- [Objective]: Restate the records in their entirety, word for word.

:: Task material ::

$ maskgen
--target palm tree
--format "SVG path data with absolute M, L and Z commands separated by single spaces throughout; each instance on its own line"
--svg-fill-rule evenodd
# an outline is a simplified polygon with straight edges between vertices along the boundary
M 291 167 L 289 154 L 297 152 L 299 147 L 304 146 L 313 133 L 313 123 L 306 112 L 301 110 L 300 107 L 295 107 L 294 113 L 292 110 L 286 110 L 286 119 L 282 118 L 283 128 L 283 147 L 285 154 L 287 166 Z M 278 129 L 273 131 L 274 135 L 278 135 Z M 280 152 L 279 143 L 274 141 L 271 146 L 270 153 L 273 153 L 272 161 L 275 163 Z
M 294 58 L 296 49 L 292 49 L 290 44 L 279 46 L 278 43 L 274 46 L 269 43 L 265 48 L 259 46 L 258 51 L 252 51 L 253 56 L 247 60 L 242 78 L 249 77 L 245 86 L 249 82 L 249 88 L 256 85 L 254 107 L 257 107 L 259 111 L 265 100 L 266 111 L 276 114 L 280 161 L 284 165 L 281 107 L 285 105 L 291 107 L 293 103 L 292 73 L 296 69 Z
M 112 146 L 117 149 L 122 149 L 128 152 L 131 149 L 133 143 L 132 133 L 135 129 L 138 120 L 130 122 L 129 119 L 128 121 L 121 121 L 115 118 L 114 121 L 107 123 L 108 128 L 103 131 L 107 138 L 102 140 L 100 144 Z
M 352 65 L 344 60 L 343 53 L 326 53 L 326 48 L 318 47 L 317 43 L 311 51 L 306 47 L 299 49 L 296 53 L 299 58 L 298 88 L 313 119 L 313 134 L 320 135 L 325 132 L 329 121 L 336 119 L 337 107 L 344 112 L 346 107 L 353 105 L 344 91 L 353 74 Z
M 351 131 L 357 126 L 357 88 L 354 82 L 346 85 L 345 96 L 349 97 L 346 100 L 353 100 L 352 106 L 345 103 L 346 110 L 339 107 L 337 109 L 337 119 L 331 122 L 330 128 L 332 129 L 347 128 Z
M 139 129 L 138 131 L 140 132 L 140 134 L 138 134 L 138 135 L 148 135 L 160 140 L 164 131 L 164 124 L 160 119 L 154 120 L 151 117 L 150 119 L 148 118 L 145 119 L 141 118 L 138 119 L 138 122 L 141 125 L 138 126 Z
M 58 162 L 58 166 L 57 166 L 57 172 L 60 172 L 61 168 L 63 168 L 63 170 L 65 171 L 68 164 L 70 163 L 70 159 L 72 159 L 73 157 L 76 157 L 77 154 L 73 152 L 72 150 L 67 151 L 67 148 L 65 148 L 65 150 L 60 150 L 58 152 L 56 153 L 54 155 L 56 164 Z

:::

- [Exercise solution]:
$ maskgen
--target palm tree
--format "SVG path data with absolute M, L and Z commands separated by single spaces throughout; each instance on its own line"
--svg-fill-rule evenodd
# an outline is a simplified polygon with straight edges between vertices along the boundary
M 291 167 L 289 154 L 297 152 L 299 147 L 304 146 L 313 133 L 313 123 L 306 112 L 301 110 L 300 107 L 295 107 L 294 113 L 292 110 L 286 110 L 286 119 L 282 118 L 283 128 L 283 147 L 285 154 L 287 166 Z M 278 129 L 273 131 L 274 135 L 278 135 Z M 280 152 L 279 143 L 274 141 L 271 146 L 270 153 L 273 153 L 272 161 L 275 163 Z
M 294 58 L 296 49 L 292 49 L 290 44 L 279 46 L 278 43 L 274 46 L 269 43 L 265 48 L 259 46 L 258 51 L 252 51 L 253 56 L 247 60 L 242 78 L 249 77 L 245 86 L 249 82 L 249 88 L 256 85 L 254 107 L 257 107 L 259 111 L 265 100 L 266 111 L 276 114 L 280 161 L 284 165 L 281 107 L 285 105 L 291 107 L 293 103 L 292 73 L 296 69 Z
M 112 146 L 117 149 L 122 149 L 128 152 L 131 149 L 133 143 L 132 133 L 135 129 L 138 120 L 130 122 L 129 119 L 128 121 L 121 121 L 115 118 L 114 121 L 107 123 L 108 128 L 103 131 L 107 138 L 102 140 L 100 144 Z
M 352 65 L 344 60 L 343 53 L 326 53 L 326 48 L 318 47 L 317 43 L 311 51 L 306 47 L 299 49 L 296 53 L 299 58 L 298 88 L 313 119 L 313 134 L 320 135 L 325 132 L 329 121 L 336 119 L 337 107 L 344 112 L 346 107 L 353 105 L 344 91 L 353 74 Z
M 351 131 L 357 126 L 357 88 L 354 82 L 346 85 L 345 96 L 349 97 L 346 100 L 353 100 L 352 106 L 345 103 L 346 110 L 339 107 L 337 109 L 337 119 L 331 122 L 330 128 L 332 129 L 347 128 Z
M 139 129 L 138 131 L 140 132 L 140 134 L 138 134 L 138 135 L 148 135 L 160 140 L 164 131 L 164 124 L 160 119 L 154 120 L 151 117 L 150 119 L 148 118 L 145 119 L 141 118 L 138 119 L 138 122 L 141 125 L 138 126 Z
M 58 162 L 58 166 L 57 166 L 57 172 L 60 172 L 61 168 L 63 168 L 63 170 L 65 171 L 68 164 L 70 163 L 70 159 L 72 159 L 73 157 L 76 157 L 77 154 L 73 152 L 72 150 L 67 151 L 67 148 L 65 148 L 65 150 L 60 150 L 58 152 L 56 153 L 54 155 L 56 164 Z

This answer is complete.